**Dataset records**
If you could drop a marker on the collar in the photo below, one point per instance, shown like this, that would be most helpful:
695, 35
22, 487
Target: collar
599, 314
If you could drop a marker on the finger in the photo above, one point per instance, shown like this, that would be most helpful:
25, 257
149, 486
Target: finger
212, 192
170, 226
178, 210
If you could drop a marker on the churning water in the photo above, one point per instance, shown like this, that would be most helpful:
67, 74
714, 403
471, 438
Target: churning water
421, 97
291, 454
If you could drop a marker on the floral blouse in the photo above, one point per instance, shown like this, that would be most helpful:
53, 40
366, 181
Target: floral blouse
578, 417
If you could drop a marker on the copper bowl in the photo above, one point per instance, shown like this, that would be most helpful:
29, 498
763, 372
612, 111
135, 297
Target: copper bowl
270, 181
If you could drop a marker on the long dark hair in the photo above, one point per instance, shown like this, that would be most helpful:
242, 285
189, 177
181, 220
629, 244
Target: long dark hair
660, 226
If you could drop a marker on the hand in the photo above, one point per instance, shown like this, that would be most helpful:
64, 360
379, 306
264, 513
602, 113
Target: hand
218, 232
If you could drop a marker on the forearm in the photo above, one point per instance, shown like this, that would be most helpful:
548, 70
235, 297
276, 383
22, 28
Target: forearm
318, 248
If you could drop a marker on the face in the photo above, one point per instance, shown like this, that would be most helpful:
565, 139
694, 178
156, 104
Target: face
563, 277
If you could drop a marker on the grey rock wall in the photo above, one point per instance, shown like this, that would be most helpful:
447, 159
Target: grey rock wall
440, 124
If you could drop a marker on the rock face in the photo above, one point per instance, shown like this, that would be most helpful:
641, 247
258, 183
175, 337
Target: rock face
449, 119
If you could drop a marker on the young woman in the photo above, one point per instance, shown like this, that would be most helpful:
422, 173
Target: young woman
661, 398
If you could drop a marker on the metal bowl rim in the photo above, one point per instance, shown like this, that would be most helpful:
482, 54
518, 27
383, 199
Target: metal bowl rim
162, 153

**Task to carry out**
Once you have read the records, repeat them all exactly.

**Exercise solution**
If you could drop a marker on the collar in the photo below, one point per instance, shown like this, that would be most helpful:
695, 35
22, 487
Target: collar
599, 314
If you could drop a marker on the finger in the photo above, one point per instance, shown like this, that would be most helpful:
25, 257
149, 486
Target: finger
212, 192
170, 226
178, 210
If you could drop a marker on the churning water in the photo above, one point per instance, shown like this, that would be most helpful:
67, 74
714, 403
471, 438
Target: churning water
421, 97
291, 454
If you could drop a marker on the floral blouse in the photo above, one point per instance, shown like this, that would be most helpful:
53, 40
366, 181
Target: floral blouse
578, 417
If you could drop a marker on the copper bowl in the photo above, one point per instance, shown like this, that would be most helpful:
29, 498
763, 372
612, 111
135, 297
Target: copper bowl
270, 181
If you could drop a marker on the long dark hair in the photo above, one point per instance, shown like this, that would be most helpful:
242, 285
189, 177
181, 220
629, 244
Target: long dark hair
660, 226
If you could drop a marker on the hand in the photo above, one point per instance, shown like this, that would be most helpful:
64, 360
379, 306
264, 513
602, 113
Target: hand
218, 232
If you could drop a marker on the forearm in the photo above, one point per instance, shown like this, that would be most helpful:
548, 70
235, 297
276, 383
22, 28
Target: forearm
318, 248
If you could drop a marker on the face in the photo above, one point per instance, shown like this, that would be most helpful:
565, 139
694, 178
156, 104
Target: face
563, 277
If you could drop a marker on the grey rock wall in the photo above, one point per instance, shown like this, that would be most helpful:
447, 159
Target: grey rock wall
440, 124
If you could drop a marker on the rock face in the photo above, one point per instance, shown like this, that would be most helpful:
641, 247
258, 183
175, 337
Target: rock face
449, 119
If you could drop a marker on the young woman in the photo above, one point per instance, shown like this, that would be most helpful:
422, 173
Target: young woman
661, 398
If you could drop a marker on the metal bowl rim in the photo above, one point per instance, shown like this, that would be most helpful:
482, 54
518, 27
383, 199
Target: metal bowl rim
162, 153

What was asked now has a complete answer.